--- START Input rows ---
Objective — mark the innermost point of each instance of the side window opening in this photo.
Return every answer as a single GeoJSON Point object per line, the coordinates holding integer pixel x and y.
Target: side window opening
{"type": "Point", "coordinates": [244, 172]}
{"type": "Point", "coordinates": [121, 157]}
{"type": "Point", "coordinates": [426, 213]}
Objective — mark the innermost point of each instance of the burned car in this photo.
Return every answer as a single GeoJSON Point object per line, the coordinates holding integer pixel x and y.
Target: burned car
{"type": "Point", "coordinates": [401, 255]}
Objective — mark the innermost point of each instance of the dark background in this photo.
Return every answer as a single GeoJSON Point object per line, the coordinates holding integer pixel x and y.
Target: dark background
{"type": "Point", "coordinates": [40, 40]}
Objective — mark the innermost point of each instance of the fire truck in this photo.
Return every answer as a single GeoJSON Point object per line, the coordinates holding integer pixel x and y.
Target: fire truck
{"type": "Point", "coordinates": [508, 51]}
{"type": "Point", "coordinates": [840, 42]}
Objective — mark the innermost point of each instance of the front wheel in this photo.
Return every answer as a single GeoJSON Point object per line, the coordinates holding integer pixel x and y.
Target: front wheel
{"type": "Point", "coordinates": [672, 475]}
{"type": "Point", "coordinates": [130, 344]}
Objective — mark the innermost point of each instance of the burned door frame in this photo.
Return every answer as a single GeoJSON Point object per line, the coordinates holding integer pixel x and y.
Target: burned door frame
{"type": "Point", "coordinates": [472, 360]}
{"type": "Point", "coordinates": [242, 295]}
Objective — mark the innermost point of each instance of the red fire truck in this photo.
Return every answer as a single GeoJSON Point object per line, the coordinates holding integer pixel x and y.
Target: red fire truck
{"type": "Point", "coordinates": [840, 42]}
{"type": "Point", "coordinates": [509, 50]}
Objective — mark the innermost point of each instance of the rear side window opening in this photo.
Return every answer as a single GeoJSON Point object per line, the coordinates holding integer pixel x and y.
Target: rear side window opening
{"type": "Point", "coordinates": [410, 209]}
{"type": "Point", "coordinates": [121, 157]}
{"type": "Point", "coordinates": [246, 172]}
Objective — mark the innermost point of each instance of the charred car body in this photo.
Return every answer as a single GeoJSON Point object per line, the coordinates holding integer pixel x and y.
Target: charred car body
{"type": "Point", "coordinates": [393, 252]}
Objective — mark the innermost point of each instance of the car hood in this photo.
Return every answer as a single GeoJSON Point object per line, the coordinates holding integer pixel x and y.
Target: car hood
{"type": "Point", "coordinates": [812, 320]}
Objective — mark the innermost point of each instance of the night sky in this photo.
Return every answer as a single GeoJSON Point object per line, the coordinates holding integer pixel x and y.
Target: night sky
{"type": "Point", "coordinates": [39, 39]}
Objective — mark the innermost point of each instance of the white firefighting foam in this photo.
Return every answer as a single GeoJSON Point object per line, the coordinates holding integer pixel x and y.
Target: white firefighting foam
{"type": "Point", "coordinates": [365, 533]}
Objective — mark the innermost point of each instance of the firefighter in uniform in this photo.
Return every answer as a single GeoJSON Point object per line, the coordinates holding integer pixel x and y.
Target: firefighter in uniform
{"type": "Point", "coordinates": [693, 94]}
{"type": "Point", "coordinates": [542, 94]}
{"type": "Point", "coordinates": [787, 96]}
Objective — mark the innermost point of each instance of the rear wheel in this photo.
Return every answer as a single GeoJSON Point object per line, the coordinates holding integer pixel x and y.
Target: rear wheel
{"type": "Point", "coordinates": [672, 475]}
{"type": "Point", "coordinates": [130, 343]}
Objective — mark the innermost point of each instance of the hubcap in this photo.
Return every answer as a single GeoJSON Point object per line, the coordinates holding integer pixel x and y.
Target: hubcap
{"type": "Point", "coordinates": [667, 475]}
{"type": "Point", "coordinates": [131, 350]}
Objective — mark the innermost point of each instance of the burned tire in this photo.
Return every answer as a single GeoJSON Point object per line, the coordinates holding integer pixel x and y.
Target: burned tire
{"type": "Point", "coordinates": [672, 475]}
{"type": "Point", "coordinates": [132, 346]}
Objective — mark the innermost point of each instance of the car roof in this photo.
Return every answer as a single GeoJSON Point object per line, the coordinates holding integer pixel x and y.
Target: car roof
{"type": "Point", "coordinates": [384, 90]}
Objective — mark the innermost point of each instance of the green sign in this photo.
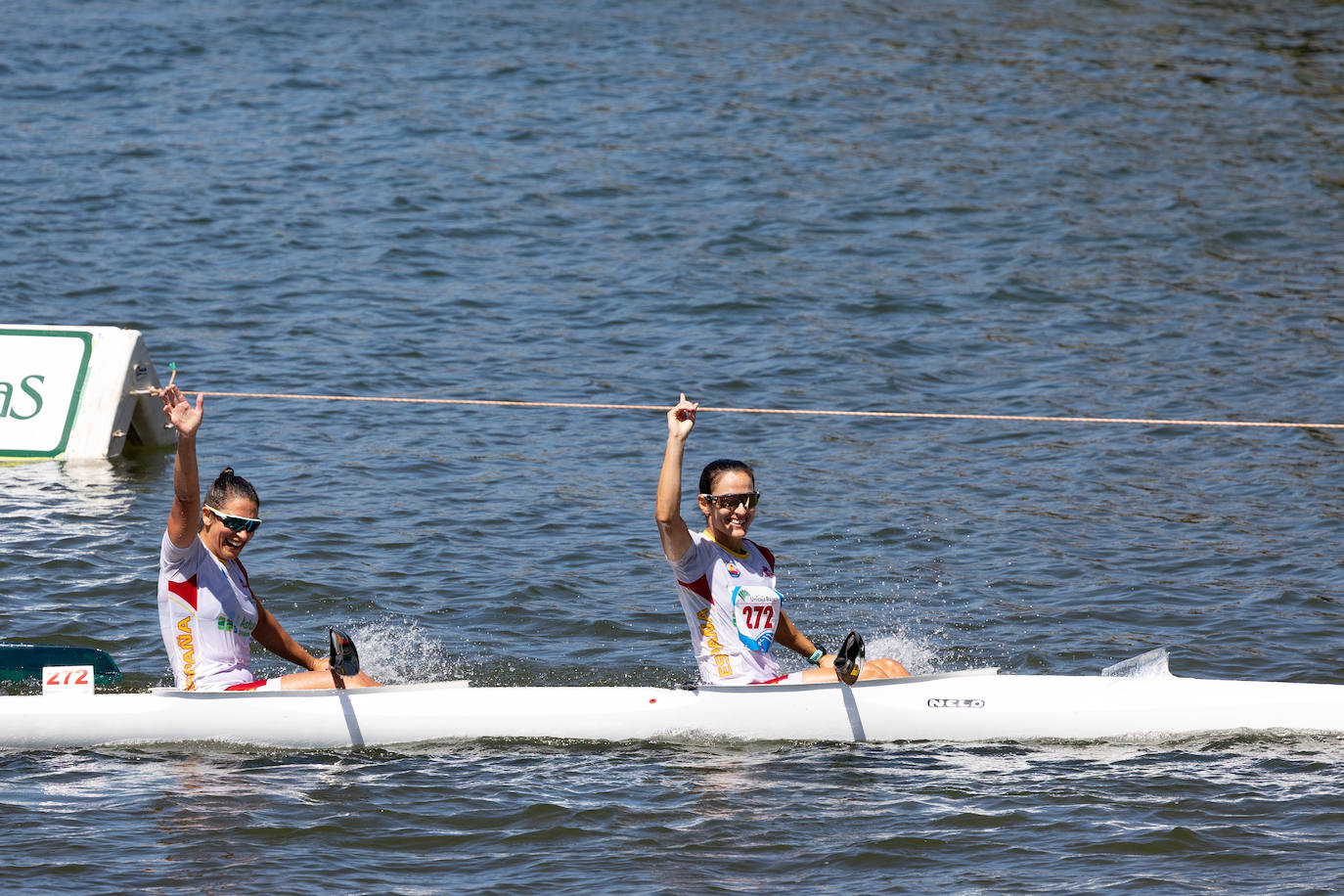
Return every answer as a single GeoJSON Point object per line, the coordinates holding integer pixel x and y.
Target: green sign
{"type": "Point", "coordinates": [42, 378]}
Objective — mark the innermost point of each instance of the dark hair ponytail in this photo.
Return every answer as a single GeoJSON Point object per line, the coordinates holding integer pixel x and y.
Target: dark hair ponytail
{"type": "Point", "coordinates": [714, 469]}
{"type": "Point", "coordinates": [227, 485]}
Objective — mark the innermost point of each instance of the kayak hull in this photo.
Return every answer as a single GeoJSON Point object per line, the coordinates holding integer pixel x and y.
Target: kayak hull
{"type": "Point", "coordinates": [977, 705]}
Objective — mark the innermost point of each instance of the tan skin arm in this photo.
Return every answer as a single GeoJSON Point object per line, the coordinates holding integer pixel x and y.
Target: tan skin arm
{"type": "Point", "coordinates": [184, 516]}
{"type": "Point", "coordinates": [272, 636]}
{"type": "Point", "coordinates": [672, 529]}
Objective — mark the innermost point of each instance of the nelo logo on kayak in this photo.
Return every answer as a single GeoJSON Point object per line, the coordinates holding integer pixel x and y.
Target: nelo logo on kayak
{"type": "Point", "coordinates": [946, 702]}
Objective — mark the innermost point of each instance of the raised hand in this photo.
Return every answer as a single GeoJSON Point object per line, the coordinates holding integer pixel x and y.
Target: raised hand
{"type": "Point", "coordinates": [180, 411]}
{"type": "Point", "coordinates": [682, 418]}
--- END Input rows ---
--- START Input rows ---
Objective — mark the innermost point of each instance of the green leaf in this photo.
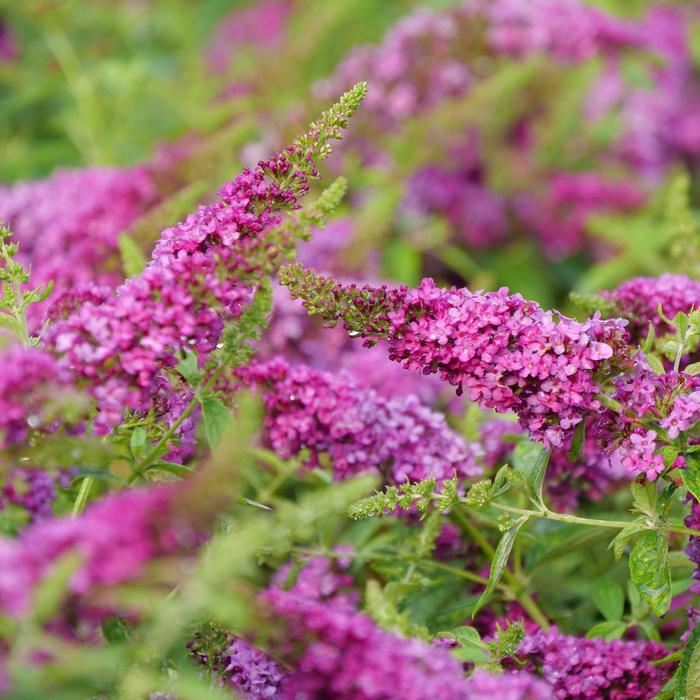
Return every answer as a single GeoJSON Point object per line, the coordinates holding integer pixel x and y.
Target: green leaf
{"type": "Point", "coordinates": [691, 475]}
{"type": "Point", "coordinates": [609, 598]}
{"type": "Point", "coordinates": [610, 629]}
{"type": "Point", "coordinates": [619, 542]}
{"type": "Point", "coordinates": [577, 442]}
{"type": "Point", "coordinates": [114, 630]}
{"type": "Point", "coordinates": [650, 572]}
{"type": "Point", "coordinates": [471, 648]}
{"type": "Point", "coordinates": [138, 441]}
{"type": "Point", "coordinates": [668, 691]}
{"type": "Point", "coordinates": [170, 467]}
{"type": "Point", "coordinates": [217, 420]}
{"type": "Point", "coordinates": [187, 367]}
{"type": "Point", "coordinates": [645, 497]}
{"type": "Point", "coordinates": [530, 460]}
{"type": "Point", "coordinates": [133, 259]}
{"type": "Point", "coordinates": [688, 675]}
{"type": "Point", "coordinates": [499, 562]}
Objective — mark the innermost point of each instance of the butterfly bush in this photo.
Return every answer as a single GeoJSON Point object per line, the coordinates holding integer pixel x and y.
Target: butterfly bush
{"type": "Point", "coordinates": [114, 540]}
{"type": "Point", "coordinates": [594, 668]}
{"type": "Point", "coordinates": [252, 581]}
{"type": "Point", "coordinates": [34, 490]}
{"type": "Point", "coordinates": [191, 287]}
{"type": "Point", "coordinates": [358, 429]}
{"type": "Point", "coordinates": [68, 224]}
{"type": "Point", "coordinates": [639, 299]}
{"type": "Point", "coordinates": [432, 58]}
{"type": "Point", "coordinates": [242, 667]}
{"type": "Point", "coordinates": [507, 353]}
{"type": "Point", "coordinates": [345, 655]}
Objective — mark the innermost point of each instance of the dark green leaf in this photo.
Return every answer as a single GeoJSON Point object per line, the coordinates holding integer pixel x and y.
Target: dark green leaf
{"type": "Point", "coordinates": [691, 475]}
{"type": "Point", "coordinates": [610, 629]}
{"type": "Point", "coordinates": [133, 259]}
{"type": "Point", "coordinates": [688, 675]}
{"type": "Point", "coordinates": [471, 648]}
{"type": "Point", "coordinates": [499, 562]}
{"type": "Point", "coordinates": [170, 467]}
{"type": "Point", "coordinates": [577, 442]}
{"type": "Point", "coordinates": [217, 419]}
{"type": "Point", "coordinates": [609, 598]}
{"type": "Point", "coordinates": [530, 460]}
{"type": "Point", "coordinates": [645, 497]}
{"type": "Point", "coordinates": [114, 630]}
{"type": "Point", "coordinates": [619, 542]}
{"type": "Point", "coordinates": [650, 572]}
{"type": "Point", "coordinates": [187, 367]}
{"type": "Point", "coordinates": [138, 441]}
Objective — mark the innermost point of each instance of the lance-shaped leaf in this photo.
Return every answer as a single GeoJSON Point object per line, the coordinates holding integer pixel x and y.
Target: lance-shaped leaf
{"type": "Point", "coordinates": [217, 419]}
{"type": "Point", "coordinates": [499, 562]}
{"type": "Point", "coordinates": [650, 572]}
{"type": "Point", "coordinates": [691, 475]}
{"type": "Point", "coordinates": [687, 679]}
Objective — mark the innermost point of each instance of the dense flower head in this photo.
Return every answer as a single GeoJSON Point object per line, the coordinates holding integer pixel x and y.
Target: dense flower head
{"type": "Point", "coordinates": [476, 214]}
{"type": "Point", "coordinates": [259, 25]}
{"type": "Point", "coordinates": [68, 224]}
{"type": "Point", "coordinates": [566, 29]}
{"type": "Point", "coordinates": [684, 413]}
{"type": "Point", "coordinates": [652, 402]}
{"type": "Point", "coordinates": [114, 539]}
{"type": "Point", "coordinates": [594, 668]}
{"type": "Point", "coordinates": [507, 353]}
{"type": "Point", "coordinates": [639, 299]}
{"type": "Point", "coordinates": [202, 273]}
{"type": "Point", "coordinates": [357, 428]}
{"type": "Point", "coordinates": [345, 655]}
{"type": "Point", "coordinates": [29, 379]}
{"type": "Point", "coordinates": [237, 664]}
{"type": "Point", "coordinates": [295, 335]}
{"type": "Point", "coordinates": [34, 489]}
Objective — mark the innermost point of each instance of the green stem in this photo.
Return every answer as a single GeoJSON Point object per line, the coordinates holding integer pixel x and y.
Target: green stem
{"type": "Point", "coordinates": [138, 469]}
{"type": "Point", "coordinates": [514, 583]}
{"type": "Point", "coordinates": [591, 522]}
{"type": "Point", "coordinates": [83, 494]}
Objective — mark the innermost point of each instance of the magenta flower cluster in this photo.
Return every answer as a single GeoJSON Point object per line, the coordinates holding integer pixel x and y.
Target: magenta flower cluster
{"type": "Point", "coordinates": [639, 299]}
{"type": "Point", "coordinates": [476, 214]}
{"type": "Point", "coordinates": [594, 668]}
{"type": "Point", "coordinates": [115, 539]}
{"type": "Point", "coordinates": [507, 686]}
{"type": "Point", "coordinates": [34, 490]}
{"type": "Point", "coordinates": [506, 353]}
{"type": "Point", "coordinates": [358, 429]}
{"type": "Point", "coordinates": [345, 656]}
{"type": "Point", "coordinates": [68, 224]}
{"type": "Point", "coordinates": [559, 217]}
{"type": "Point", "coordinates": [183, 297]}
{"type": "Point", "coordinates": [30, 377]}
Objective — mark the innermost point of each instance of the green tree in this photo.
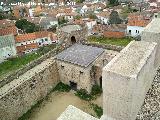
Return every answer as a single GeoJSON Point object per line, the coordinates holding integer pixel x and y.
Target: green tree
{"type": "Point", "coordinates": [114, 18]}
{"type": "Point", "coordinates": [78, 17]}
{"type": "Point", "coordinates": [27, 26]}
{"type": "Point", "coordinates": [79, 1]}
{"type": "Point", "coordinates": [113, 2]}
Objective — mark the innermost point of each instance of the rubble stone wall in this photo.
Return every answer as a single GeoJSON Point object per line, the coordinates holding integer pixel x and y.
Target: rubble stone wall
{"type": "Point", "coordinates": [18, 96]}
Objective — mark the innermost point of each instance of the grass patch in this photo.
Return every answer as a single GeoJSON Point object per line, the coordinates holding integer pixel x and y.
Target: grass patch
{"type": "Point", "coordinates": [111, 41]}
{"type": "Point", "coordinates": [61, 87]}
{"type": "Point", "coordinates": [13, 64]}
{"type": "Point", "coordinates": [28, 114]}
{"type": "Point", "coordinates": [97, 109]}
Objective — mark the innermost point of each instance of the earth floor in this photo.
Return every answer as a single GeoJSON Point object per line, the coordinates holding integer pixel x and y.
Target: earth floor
--- END Input rows ---
--- What you are asked to do ---
Copy out every line of the records that contains the word "earth".

--- Full response ---
Objective — mark the innermost point of each instance of the earth floor in this photo.
Target: earth floor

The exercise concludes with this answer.